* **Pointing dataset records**
···

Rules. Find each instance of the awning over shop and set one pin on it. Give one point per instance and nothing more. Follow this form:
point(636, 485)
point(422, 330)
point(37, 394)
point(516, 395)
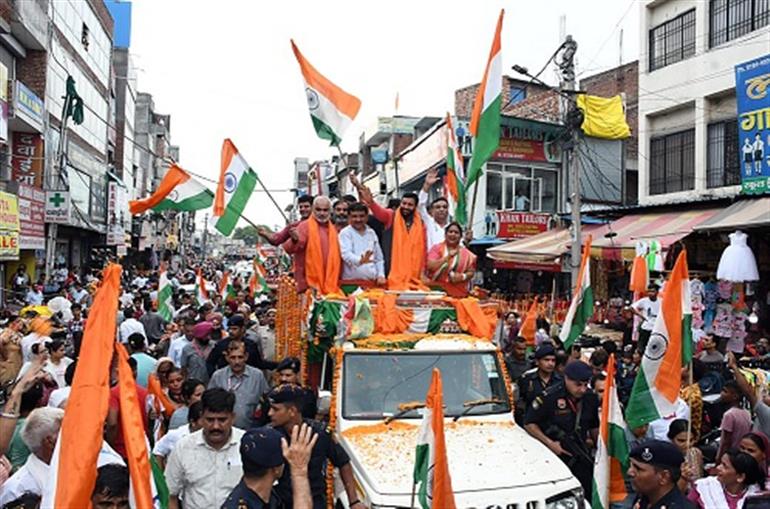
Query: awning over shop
point(546, 247)
point(620, 238)
point(741, 214)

···

* **Instruction**
Output every line of the records verbatim, leaving out the pictures.

* **Answer in full**
Rules. Find each instance of the awning over shop and set one pin on it. Give one point per instance and nothing more. Follow this form:
point(636, 485)
point(422, 330)
point(37, 394)
point(516, 395)
Query: awning over shop
point(546, 247)
point(620, 238)
point(741, 214)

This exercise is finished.